| Records from a pointing dataset |
######
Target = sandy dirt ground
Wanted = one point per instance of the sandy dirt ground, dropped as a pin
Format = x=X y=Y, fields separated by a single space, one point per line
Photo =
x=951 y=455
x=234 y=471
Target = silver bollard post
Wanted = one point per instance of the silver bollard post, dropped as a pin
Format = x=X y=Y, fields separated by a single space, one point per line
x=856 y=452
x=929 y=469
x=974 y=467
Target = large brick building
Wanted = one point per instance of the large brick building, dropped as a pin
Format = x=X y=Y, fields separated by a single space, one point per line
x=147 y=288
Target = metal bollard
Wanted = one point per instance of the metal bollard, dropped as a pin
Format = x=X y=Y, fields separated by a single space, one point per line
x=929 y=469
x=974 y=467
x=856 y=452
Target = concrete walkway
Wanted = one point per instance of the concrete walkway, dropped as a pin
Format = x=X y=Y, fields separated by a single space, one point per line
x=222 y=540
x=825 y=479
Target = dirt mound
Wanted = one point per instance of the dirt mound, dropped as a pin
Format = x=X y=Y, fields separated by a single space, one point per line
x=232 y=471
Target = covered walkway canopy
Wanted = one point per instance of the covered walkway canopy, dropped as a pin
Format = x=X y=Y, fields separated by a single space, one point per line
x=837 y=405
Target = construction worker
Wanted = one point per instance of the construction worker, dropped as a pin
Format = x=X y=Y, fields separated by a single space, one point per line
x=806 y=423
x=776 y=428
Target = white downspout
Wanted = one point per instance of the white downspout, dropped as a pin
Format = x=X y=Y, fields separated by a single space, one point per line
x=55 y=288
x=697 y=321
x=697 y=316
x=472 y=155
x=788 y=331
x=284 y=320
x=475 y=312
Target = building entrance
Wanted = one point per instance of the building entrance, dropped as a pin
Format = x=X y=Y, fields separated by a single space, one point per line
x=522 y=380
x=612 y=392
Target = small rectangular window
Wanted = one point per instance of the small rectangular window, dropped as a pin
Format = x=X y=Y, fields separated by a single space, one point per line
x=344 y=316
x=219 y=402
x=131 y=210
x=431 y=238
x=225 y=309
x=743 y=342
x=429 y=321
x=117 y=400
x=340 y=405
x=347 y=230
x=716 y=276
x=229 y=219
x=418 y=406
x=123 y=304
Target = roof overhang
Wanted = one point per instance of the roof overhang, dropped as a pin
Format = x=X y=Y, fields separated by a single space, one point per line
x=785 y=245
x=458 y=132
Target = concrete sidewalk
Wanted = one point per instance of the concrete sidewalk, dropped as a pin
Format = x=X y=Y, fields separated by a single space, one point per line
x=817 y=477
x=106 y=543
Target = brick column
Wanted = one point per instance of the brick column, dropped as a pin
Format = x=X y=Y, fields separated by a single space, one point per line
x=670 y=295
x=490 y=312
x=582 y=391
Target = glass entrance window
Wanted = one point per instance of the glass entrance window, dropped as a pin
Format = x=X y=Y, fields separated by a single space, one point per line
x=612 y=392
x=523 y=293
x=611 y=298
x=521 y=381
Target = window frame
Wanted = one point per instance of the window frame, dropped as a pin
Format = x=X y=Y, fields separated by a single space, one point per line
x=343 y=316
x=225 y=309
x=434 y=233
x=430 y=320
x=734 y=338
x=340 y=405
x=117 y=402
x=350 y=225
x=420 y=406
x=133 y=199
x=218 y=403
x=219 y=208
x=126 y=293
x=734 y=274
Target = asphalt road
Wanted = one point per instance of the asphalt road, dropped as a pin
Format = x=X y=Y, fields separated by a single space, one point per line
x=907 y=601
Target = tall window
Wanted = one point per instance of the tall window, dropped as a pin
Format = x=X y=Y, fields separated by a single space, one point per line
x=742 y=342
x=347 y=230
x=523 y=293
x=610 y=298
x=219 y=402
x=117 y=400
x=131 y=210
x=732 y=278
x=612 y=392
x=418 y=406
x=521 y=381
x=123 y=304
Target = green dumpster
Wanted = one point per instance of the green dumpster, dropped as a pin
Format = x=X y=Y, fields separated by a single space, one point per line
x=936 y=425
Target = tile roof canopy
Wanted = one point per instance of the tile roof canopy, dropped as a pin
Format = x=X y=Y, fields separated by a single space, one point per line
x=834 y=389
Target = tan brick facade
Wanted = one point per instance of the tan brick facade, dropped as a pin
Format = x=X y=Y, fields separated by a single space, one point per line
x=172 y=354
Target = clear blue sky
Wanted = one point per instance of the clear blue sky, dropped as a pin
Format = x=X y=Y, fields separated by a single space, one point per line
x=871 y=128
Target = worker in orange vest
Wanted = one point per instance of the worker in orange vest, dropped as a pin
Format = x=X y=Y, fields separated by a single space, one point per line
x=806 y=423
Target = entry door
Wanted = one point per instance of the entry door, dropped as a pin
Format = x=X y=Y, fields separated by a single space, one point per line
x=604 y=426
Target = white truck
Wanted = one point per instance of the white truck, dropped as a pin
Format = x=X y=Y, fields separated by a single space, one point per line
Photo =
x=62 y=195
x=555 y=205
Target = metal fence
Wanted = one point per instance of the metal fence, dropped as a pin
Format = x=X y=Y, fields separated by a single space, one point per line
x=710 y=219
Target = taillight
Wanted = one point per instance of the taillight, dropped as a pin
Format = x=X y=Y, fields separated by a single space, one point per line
######
| Problem |
Convert all of the lines above into a Markdown table with two columns, Row and Line. Give each row a number and leave out any blank lines.

| Response to this task |
| Row | Line |
|---|---|
| 1 | Target = sandy dirt ground |
| 2 | Wanted = one point per instance of the sandy dirt ground, dropped as a pin |
| 3 | Format = x=X y=Y, fields separated by a single space, one point per line |
| 4 | Photo = |
| 5 | x=951 y=455 |
| 6 | x=234 y=471 |
| 7 | Target = silver bollard post |
| 8 | Wanted = one point per instance of the silver bollard post, dropped as a pin |
| 9 | Format = x=X y=Y, fields separated by a single space, one point per line |
| 10 | x=856 y=452 |
| 11 | x=929 y=469 |
| 12 | x=974 y=467 |
| 13 | Target = large brick building |
| 14 | Wanted = one point per instance of the large brick building, dropped as a pin |
| 15 | Format = x=X y=Y, fields separated by a single space, one point per line |
| 16 | x=147 y=288 |
| 17 | Target = metal bollard |
| 18 | Wanted = one point per instance of the metal bollard, dropped as a pin |
| 19 | Format = x=X y=Y, fields separated by a single space, one point per line |
| 20 | x=929 y=469 |
| 21 | x=974 y=467 |
| 22 | x=856 y=452 |
| 23 | Target = concrete walkway |
| 24 | Wanted = one point per instance of the concrete walkway, dropped as a pin |
| 25 | Format = x=X y=Y, fields separated by a single space, one point per line |
| 26 | x=222 y=540 |
| 27 | x=825 y=479 |
| 28 | Target = dirt mound |
| 29 | Wanted = one point per instance of the dirt mound, dropped as a pin |
| 30 | Format = x=X y=Y, fields separated by a single space, one point per line |
| 31 | x=232 y=471 |
| 32 | Target = covered walkway canopy |
| 33 | Wanted = one point per instance of the covered walkway canopy, dropped as a pin |
| 34 | Format = x=X y=Y, fields separated by a single space, one point per line |
| 35 | x=837 y=405 |
| 36 | Target = construction worker |
| 37 | Wanted = one point per instance of the construction worker, dropped as a pin |
| 38 | Format = x=X y=Y, fields separated by a single space, one point per line |
| 39 | x=806 y=423 |
| 40 | x=776 y=428 |
| 41 | Target = white downspout |
| 42 | Wanted = one point per instance of the white downspout, dropped as a pin |
| 43 | Format = x=X y=Y, fields separated by a single space, one point per line |
| 44 | x=55 y=288 |
| 45 | x=697 y=321 |
| 46 | x=697 y=316 |
| 47 | x=472 y=155 |
| 48 | x=788 y=331 |
| 49 | x=284 y=320 |
| 50 | x=475 y=312 |
| 51 | Target = building entrance |
| 52 | Wanted = one point per instance of the building entrance, dropped as a pin |
| 53 | Format = x=X y=Y, fields separated by a single space, one point per line |
| 54 | x=522 y=380 |
| 55 | x=612 y=392 |
| 56 | Target = small rectangular window |
| 57 | Wanted = one point per instance of the small rectangular window, dropped as a pin |
| 58 | Format = x=X y=Y, fields separated by a single space, one point per line |
| 59 | x=344 y=316 |
| 60 | x=219 y=402 |
| 61 | x=131 y=210 |
| 62 | x=431 y=238 |
| 63 | x=225 y=309 |
| 64 | x=743 y=342 |
| 65 | x=429 y=321 |
| 66 | x=117 y=400 |
| 67 | x=340 y=405 |
| 68 | x=347 y=230 |
| 69 | x=716 y=276 |
| 70 | x=229 y=219 |
| 71 | x=418 y=406 |
| 72 | x=123 y=304 |
| 73 | Target = roof overhang |
| 74 | Wanted = one point per instance of the roof overhang, dropped as a pin |
| 75 | Format = x=X y=Y, fields separated by a single space, one point per line |
| 76 | x=785 y=245 |
| 77 | x=458 y=132 |
| 78 | Target = concrete sidewalk |
| 79 | Wanted = one point per instance of the concrete sidewalk, dropped as a pin |
| 80 | Format = x=X y=Y, fields separated by a single space, one point per line |
| 81 | x=817 y=477 |
| 82 | x=106 y=543 |
| 83 | Target = brick column |
| 84 | Wanted = one point per instance of the brick column, dropped as a pin |
| 85 | Format = x=X y=Y, fields separated by a single space, one point per line |
| 86 | x=670 y=295 |
| 87 | x=490 y=312 |
| 88 | x=582 y=391 |
| 89 | Target = glass entrance window |
| 90 | Wanted = one point per instance of the glass entrance window, dropped as a pin |
| 91 | Format = x=X y=Y, fields separated by a single space, one point per line |
| 92 | x=612 y=392 |
| 93 | x=523 y=293 |
| 94 | x=611 y=298 |
| 95 | x=521 y=381 |
| 96 | Target = window frame |
| 97 | Wanted = one point per instance of the window frame, dropped as a pin |
| 98 | Format = x=X y=Y, fields separated by a single space, one point per line |
| 99 | x=343 y=316 |
| 100 | x=225 y=309 |
| 101 | x=434 y=233 |
| 102 | x=430 y=320 |
| 103 | x=734 y=338 |
| 104 | x=340 y=405 |
| 105 | x=117 y=402 |
| 106 | x=350 y=225 |
| 107 | x=420 y=406 |
| 108 | x=133 y=199 |
| 109 | x=218 y=403 |
| 110 | x=219 y=208 |
| 111 | x=126 y=293 |
| 112 | x=734 y=274 |
| 113 | Target = asphalt road |
| 114 | Wanted = one point per instance of the asphalt road, dropped as a pin |
| 115 | Format = x=X y=Y, fields separated by a single space, one point per line |
| 116 | x=907 y=601 |
| 117 | Target = tall window |
| 118 | Wanted = one point per instance of the tall window, dropped as a pin |
| 119 | Format = x=X y=Y, fields separated by a single space, one point per line |
| 120 | x=742 y=342 |
| 121 | x=347 y=230 |
| 122 | x=523 y=293 |
| 123 | x=610 y=298 |
| 124 | x=219 y=402 |
| 125 | x=117 y=400 |
| 126 | x=131 y=210 |
| 127 | x=732 y=278 |
| 128 | x=612 y=392 |
| 129 | x=418 y=406 |
| 130 | x=521 y=381 |
| 131 | x=123 y=304 |
| 132 | Target = green dumpster |
| 133 | Wanted = one point per instance of the green dumpster, dropped as a pin |
| 134 | Format = x=X y=Y, fields separated by a single space, one point per line |
| 135 | x=936 y=425 |
| 136 | Target = tile roof canopy |
| 137 | Wanted = one point per instance of the tile roof canopy, dropped as a pin |
| 138 | Format = x=X y=Y, fields separated by a single space, one point per line |
| 139 | x=834 y=389 |
| 140 | Target = tan brick facade |
| 141 | Wanted = one point per instance of the tan brick facade, dropped as a pin |
| 142 | Format = x=X y=Y, fields separated by a single space, one point per line |
| 143 | x=172 y=354 |
| 144 | Target = clear blue sky |
| 145 | Wanted = one point per instance of the clear blue sky, dropped as a pin |
| 146 | Format = x=X y=Y, fields separated by a single space, one point per line |
| 147 | x=871 y=128 |
| 148 | Target = worker in orange vest |
| 149 | Wanted = one point per instance of the worker in orange vest, dropped as a pin |
| 150 | Format = x=X y=Y, fields separated by a single space, one point per line |
| 151 | x=806 y=423 |
| 152 | Target = entry door |
| 153 | Wanted = one point per instance of the entry door, dropped as a pin |
| 154 | Format = x=X y=Y, fields separated by a single space, one point per line |
| 155 | x=604 y=426 |
| 156 | Target = white truck |
| 157 | Wanted = one point per instance of the white truck, dropped as a pin |
| 158 | Format = x=X y=Y, fields separated by a single space, one point per line |
| 159 | Photo = |
| 160 | x=62 y=195 |
| 161 | x=555 y=205 |
| 162 | Target = metal fence |
| 163 | Wanted = one point per instance of the metal fence, dropped as a pin |
| 164 | Format = x=X y=Y, fields separated by a single space, one point per line |
| 165 | x=710 y=219 |
| 166 | Target = taillight |
| 167 | Wanted = one point per instance of the taillight, dropped as a pin |
| 168 | Format = x=X y=Y, fields separated by a single space, one point per line |